=== YOUR GOAL ===
Pick out every line of the listing that contains the word "image" and copy each one.

=== DATASET ENTRIES ===
※
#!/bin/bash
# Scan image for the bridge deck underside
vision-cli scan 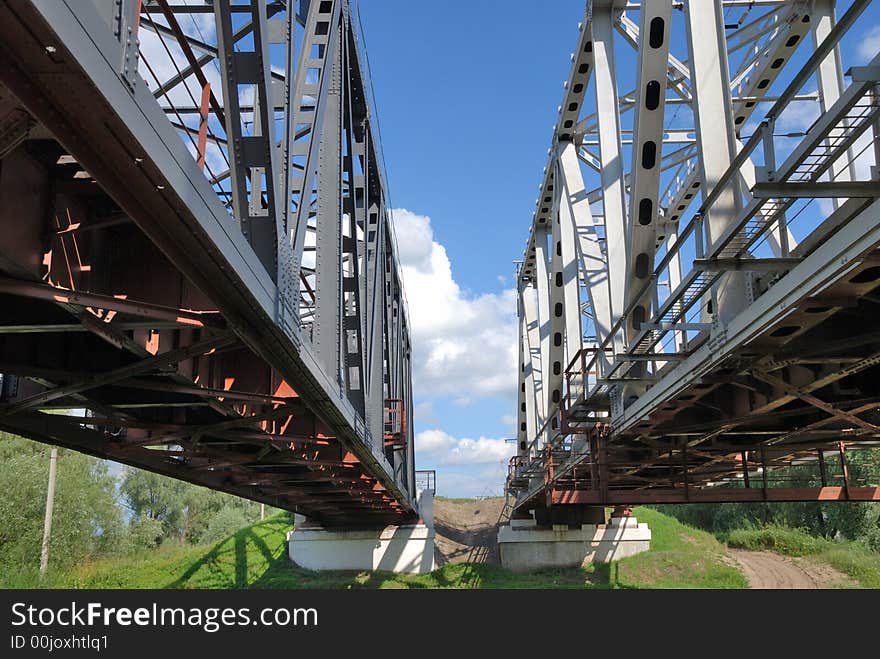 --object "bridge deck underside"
[0,4,413,527]
[517,245,880,510]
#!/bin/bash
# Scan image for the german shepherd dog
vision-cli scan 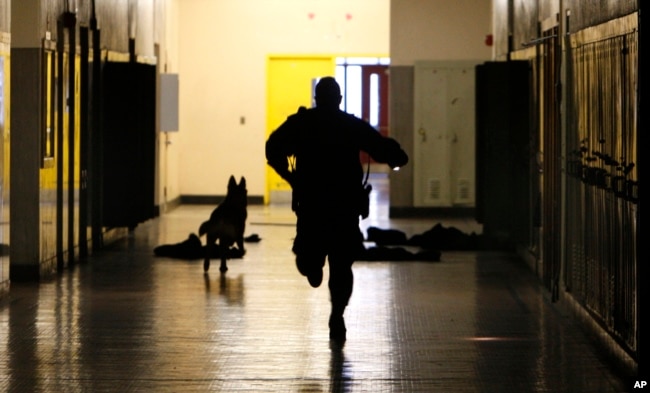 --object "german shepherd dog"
[199,176,248,273]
※
=== SOLUTION TO THE EXERCISE ===
# Scan image for the bridge deck underside
# Scan image for the german shepherd dog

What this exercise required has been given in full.